── Input material
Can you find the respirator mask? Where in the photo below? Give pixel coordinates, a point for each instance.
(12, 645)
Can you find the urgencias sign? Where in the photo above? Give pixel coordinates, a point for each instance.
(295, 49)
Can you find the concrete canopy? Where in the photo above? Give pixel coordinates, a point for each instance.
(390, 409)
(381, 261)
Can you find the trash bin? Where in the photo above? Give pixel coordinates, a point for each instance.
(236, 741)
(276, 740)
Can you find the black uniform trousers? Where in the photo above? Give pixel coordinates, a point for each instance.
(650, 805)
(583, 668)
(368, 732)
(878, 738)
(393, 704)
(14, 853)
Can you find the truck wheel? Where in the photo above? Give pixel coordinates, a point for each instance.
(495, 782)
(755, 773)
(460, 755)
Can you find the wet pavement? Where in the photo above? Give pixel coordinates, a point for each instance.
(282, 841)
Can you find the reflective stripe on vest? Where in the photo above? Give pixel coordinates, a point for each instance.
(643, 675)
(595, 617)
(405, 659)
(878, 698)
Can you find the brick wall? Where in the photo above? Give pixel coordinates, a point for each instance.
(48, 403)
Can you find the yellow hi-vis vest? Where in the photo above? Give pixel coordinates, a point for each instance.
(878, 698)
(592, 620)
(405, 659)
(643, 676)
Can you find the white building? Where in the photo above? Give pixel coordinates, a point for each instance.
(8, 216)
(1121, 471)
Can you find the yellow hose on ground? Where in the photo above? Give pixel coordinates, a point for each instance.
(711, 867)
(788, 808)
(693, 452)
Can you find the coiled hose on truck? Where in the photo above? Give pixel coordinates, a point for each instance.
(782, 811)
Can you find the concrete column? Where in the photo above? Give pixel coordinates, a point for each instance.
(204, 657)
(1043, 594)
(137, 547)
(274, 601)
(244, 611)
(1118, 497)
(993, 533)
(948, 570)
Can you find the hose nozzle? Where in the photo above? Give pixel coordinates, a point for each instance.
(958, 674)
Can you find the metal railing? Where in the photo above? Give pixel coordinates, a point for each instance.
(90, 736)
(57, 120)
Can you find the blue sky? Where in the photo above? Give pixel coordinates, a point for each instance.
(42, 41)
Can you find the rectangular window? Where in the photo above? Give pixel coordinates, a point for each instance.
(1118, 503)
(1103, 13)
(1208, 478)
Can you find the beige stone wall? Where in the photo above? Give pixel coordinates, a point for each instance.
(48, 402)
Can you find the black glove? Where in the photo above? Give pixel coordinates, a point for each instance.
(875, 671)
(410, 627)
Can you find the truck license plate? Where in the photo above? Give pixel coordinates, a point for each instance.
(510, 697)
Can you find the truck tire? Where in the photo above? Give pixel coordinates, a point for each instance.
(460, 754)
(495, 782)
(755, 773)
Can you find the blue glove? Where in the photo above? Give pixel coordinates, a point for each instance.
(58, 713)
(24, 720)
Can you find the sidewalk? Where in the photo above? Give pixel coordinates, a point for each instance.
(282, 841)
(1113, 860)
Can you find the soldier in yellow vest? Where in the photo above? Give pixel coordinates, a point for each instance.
────
▸ **Problem to solve**: Extract the full listing above without altering anything.

▸ **Answer to this task**:
Can you find the respirator mask? Where in the photo below? Give pixel coordinates, a point for each instance.
(12, 645)
Can you find the urgencias sign? Where in the photo above? Give pixel coordinates, a point for each instance.
(295, 49)
Can you find the concrete canopy? Where in the photo above? Give pixel coordinates, a point for each instance.
(390, 409)
(381, 261)
Can you find the trash bin? Where in the photo above? Give pixel coordinates, a point for each instance.
(236, 741)
(276, 740)
Can you find the black uniform trousers? Where in the photo above? Give pixel coordinates, a point for each instance.
(650, 805)
(583, 668)
(368, 732)
(878, 738)
(393, 704)
(14, 853)
Can you find the truck wheel? Where in the photo above? Give pixel coordinates, a point for each instance.
(495, 782)
(755, 773)
(460, 755)
Can you find the wet pavement? Where in the photo above? Give pixel coordinates, a point for each instance.
(282, 841)
Can you find the reflective stripe on vest? Where in the photo above? Give pixel coordinates, a point for each instance.
(643, 675)
(595, 617)
(405, 659)
(878, 698)
Can you find the brick wall? Where in the photo above? Give pixel coordinates, a point for each instance.
(48, 403)
Can you find the yellow hi-vis vest? Where in the photo above? Give pixel coordinates, a point for each instance.
(878, 698)
(592, 620)
(405, 659)
(643, 676)
Can you find the white building? Where in the photo above? Give pixel coordinates, a point for each instance.
(8, 216)
(1121, 471)
Can you find the yellow hose on ground? Where in the photo above? Give pixel coordinates, a point for each instance.
(711, 867)
(788, 808)
(693, 452)
Can you find the coiled hose on truck? Where in the photo above? Give pixel coordinates, a point for each instance.
(782, 811)
Can you find the concrete column? Where in the photo above? Give pixel coordinates, a point for each instance.
(204, 657)
(1043, 594)
(137, 547)
(274, 601)
(244, 611)
(1118, 497)
(993, 533)
(948, 570)
Can you find the hose nozzle? Where in the photo above? Give pixel coordinates, a point for each instance.
(958, 674)
Can you find the metal railing? Where in the photo above? Give pixel coordinates, a point for each instance.
(90, 736)
(57, 120)
Can you find the blue sky? Where in the photo above? Give pixel coordinates, a point for each instance.
(42, 41)
Can you find the rectangular window? Where in the photo above? Give pixel coordinates, a point for each instance.
(1118, 503)
(1103, 13)
(1208, 478)
Can you find the beige stone wall? Where in the photo above? Give pixel coordinates, a point for each instance.
(48, 402)
Can you find the black glove? Where in the photo above? Give pixel coordinates, a point for each instance.
(875, 671)
(410, 627)
Can you find the truck license plate? Where in the photo above? Give pixel coordinates, a point for each instance.
(510, 697)
Can you find the truck tire? Where in the photo above? Give pixel coordinates, a point for each instance.
(460, 754)
(495, 782)
(755, 773)
Can you find the blue glove? Where in the photo above? Give pixel coordinates, a point for each instance.
(58, 713)
(24, 720)
Can you find the sidewalk? Where in the photo above? Give pixel coordinates, a point for each instance.
(282, 841)
(1113, 860)
Can you find the soldier in yellow vest? Where in the photo above? Give pixel coordinates, a point for each instance.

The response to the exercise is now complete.